Texte présenté:
◆ ◆ ◆ ◆ ◆ ◆ ◆

3. Mieux réguler la finance internationale. Soucieux d’être au cœur de la crise actuelle, EELV s’inscrit dans le concert de propositions visant à « responsabiliser » la finance internationale.  Sans, là encore, préciser les moyens mis en œuvre pour y parvenir, l’organisation écologiste ambitionne « d’interdire les produits financiers risqués et renforcer  les contrôles », « d’instaurer une taxe sur les transactions financières et réduire le taux de rentabilité de la finance ». Parallèlement,  il envisage de « réduire la taille des banques », de « retirer la garantie publique  des dépôts et limiter l’accès aux  marchés  publics  aux banques spéculatives », et enfin comme beaucoup à gauche de« développer un pôle financier public » sans toutefois,  là encore, en décrire sa nature ni son fonctionnement.

Cette stratégie globale passe par la mobilisation des acteurs sociaux et économiques. Pour cela, le texte prévoit de donner  plus de pouvoirs aux salariés et représentants de la société civile dans l’élaboration des stratégies des grandes entreprises et de développer les PME tout en protégeant mieux leurs salariés.

Des intentions programmatiques louables, qu’il faut cependant lire à la lumière des quatre notes de cadrage (1) conçues par l’exécutif d’EELV sur 4 thèmes différents et dispensées dans les « caucus (2) écologiques » qui ont servi à leur élaboration.

Le socle général des orientations écologistes pour 2012

 La première (note 5.2.1) traite des modalités de la conversion écologique de l’économie, en cherchant à mettre en place une politique économique visant une croissance verte. Elle considère que ni la croissance ni la décroissance du PIB ne sont en soi des objectifs à atteindre. La note pose que l’enjeu de la politique publique doit résider dans la recherche d’une combinaison associant une croissance verte, entendue comme croissance de certains secteurs d’activité soutenus par des investissements générateurs de PIB et d’emplois verts améliorant l’efficacité des ressources, et une décroissance d’autres secteurs d’activité. Celle-ci implique

« une diminution globale du volume de consommation des biens matériels  dans les pays du Nord » s’accompagnant

« nécessairement de pertes d’emplois et d’une décroissance du PIB ». Afin d’assurer les investissements  de long terme de cette croissance verte, la note avance en premier lieu la nécessité d’une « réaffectation   des dépenses publiques existantes et la réorientation de la fiscalité ». Puis, elle ajoute la création « d’obligations vertes pour mobiliser l’épargne de long terme sur des investissements verts, garanties par l’État, dont une partie pourrait  être souscrite au niveau européen et financée directement par la BCE ».

Une orientation de la politique économique qui interroge.

◆ ◆ ◆ ◆ ◆ ◆ ◆

Extrait des données:
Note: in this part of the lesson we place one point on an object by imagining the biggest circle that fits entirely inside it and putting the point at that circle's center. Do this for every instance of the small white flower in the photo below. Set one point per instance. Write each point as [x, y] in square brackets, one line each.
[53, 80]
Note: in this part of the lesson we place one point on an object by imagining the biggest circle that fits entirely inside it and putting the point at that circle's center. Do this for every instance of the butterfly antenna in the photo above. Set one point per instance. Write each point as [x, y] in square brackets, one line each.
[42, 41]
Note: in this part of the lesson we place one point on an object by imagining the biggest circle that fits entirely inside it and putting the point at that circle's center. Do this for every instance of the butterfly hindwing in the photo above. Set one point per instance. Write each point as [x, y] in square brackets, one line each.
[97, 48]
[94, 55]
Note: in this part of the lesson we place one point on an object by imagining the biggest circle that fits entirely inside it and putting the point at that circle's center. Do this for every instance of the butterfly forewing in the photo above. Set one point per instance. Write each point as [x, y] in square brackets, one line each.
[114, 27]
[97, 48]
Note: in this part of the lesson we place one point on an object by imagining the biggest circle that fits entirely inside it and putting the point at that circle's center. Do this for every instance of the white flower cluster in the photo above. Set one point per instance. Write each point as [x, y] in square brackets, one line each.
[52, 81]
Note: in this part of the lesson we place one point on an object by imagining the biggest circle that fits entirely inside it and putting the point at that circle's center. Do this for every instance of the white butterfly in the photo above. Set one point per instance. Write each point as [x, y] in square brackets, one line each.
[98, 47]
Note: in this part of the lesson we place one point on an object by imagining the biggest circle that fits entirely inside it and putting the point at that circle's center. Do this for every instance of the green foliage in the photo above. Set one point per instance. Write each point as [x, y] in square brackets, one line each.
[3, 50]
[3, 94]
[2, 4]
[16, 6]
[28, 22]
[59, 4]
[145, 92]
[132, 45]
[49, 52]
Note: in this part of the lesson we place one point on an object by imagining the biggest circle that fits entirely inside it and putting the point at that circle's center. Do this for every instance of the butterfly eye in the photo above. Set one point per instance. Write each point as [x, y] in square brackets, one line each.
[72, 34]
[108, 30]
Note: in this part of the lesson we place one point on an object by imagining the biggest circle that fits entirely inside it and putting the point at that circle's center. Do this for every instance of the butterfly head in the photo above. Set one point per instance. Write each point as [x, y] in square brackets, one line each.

◆ ◆ ◆ ◆ ◆ ◆ ◆

Consignes de l'exercice:
(1) Répondez aux questions suivantes à partir du texte sur le programme d'EELV.
(a) Combien de notes de cadrage l'exécutif d'EELV a-t-il conçues ?
(b) D'après la note 5.2.1, la croissance ou la décroissance du PIB constituent-elles en soi des objectifs à atteindre ?
(c) Par qui les obligations vertes proposées seraient-elles garanties ?
(2) Dans la partie du texte sur le programme d'EELV intitulée « Mieux réguler la finance internationale », relevez toutes les mesures citées entre guillemets après les verbes « ambitionne » et « envisage ».
(3) Poursuivez le texte sur le programme d'EELV à la suite de sa dernière phrase, « Une orientation de la politique économique qui interroge. »

Résultats attendus:
(1)
(a) Quatre notes de cadrage.
(b) Non, ni la croissance ni la décroissance du PIB ne sont en soi des objectifs à atteindre.
(c) Par l'État.

(2)
- « d'interdire les produits financiers risqués et renforcer les contrôles »
- « d'instaurer une taxe sur les transactions financières et réduire le taux de rentabilité de la finance »
- « réduire la taille des banques »
- « retirer la garantie publique des dépôts et limiter l'accès aux marchés publics aux banques spéculatives »
- « développer un pôle financier public »

(3)
À l’heure où le chômage explose dans les pays occidentaux et où la misère s’installe durablement,  les salariés des secteurs dits productivistes et leurs familles apprécieront certainement l’hypothèse de « la nécessaire perte d’emplois ». En outre, à aucun moment cette note – ni les suivantes d’ailleurs – n’ouvre de pistes pour envisager les conditions humaines, territoriales, salariales de cette reconversion forcée de l’économie française. Or l’histoire des abandons ou reconversions sectoriels d’activité, même soutenus  par les pouvoirs publics, est pleine de sinistres territoriaux et salariaux. Sans ce travail en amont associant l’ensemble des acteurs, le risque est donc grand que la décroissance revendiquée du « PIB productiviste » conduise aux mêmes désastres sociaux. D’autant que, sans hypothèse d’une augmentation de la dépense publique, totalement absente des propositions d’EELV, le schéma proposé d’une « réaffectation des recettes publiques » se traduira immanquablement par le siphonage de celles-ci au profit de la seule croissance verte, et donc contre le développement de l’emploi des autres secteurs d’activité, voire contre leur possible adaptation aux contraintes environnementales.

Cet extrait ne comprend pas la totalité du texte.